Image-grounded pointing data:

>>

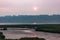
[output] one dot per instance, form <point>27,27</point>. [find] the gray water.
<point>16,34</point>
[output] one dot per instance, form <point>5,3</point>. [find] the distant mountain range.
<point>31,19</point>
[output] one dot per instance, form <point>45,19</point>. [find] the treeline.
<point>2,37</point>
<point>54,28</point>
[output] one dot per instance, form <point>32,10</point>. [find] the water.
<point>16,34</point>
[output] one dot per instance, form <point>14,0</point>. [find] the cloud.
<point>26,6</point>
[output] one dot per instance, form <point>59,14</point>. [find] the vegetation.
<point>49,28</point>
<point>2,37</point>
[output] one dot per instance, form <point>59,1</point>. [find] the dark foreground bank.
<point>53,28</point>
<point>2,37</point>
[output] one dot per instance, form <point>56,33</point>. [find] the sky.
<point>29,7</point>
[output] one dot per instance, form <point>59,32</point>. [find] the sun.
<point>35,8</point>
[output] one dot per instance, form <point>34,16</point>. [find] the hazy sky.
<point>29,7</point>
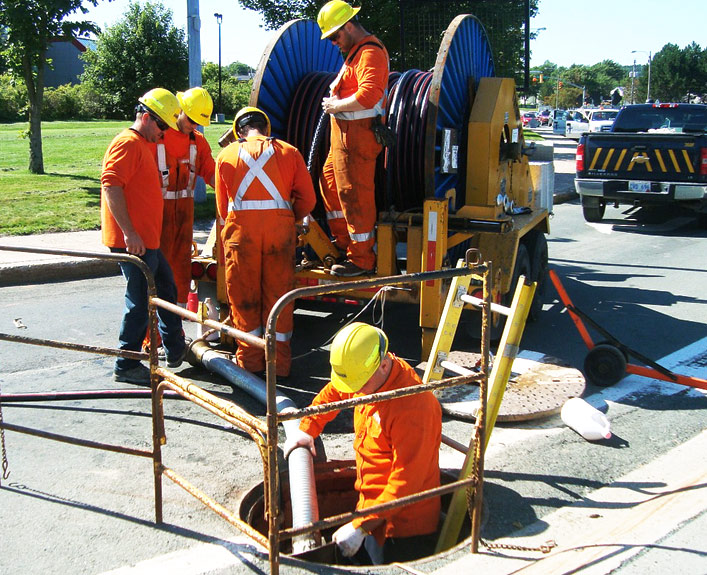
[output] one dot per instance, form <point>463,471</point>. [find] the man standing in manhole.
<point>396,444</point>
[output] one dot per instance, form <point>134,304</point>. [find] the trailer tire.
<point>605,365</point>
<point>593,209</point>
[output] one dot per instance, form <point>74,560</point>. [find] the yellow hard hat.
<point>244,116</point>
<point>162,103</point>
<point>334,15</point>
<point>197,104</point>
<point>356,353</point>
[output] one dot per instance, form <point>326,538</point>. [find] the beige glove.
<point>297,439</point>
<point>349,539</point>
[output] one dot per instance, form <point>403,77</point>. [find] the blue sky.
<point>589,32</point>
<point>576,32</point>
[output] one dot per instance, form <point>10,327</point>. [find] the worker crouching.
<point>396,444</point>
<point>262,188</point>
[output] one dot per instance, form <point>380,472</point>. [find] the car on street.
<point>558,122</point>
<point>530,120</point>
<point>545,117</point>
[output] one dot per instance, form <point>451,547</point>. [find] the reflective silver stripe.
<point>164,173</point>
<point>192,166</point>
<point>162,166</point>
<point>377,110</point>
<point>177,195</point>
<point>280,336</point>
<point>362,237</point>
<point>256,172</point>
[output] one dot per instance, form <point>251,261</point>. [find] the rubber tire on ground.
<point>537,249</point>
<point>604,365</point>
<point>593,209</point>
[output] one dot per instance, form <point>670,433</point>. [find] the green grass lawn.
<point>67,196</point>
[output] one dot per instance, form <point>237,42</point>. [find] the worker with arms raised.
<point>182,155</point>
<point>262,188</point>
<point>396,443</point>
<point>131,222</point>
<point>356,103</point>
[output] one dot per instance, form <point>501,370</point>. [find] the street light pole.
<point>650,54</point>
<point>219,18</point>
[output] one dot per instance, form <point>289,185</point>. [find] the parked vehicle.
<point>558,122</point>
<point>590,120</point>
<point>530,120</point>
<point>601,120</point>
<point>576,123</point>
<point>655,154</point>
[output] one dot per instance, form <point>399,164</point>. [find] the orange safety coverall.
<point>262,188</point>
<point>348,175</point>
<point>397,452</point>
<point>179,165</point>
<point>129,163</point>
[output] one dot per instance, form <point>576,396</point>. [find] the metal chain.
<point>549,545</point>
<point>5,462</point>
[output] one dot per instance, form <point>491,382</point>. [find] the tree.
<point>144,50</point>
<point>28,28</point>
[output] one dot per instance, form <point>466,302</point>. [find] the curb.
<point>25,274</point>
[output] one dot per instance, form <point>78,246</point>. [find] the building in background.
<point>66,63</point>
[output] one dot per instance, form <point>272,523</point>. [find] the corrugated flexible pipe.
<point>303,492</point>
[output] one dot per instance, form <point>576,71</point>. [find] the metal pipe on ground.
<point>303,492</point>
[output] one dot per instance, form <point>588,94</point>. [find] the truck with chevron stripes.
<point>655,154</point>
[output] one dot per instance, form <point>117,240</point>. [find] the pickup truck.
<point>655,154</point>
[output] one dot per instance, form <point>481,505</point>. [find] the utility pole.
<point>633,82</point>
<point>219,18</point>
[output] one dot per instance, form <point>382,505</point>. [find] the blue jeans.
<point>135,314</point>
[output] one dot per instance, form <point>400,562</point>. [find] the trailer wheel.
<point>593,209</point>
<point>604,365</point>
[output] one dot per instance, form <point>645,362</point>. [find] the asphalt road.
<point>65,509</point>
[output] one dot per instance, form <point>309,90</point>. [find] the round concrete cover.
<point>538,387</point>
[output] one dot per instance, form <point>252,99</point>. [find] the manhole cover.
<point>538,387</point>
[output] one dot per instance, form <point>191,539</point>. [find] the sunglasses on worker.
<point>161,124</point>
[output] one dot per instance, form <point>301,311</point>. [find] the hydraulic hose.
<point>303,493</point>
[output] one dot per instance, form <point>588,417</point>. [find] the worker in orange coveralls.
<point>262,188</point>
<point>356,103</point>
<point>131,222</point>
<point>182,155</point>
<point>396,444</point>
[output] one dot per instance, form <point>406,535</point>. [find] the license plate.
<point>639,186</point>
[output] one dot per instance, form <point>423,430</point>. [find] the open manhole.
<point>336,495</point>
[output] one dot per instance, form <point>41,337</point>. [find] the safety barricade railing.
<point>151,357</point>
<point>264,435</point>
<point>271,485</point>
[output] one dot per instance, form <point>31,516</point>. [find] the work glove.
<point>296,439</point>
<point>349,539</point>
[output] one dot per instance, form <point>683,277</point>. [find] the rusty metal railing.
<point>265,434</point>
<point>151,357</point>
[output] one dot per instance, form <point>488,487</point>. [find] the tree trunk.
<point>35,94</point>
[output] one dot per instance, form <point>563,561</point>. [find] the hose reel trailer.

<<

> **ASSIGNED TASK**: In the records above, return precisely the line containing "[output] one dot per instance, form <point>683,277</point>." and each line that comes after it, up to the final one.

> **ANSWER SECTION**:
[output] one dot per instance, form <point>683,277</point>. [find] the rusty metal railing.
<point>265,434</point>
<point>151,357</point>
[output] one dot per instance, form <point>488,487</point>. [find] the tree trunk.
<point>35,94</point>
[output] one dot per instance, form <point>563,561</point>. [find] the hose reel trailer.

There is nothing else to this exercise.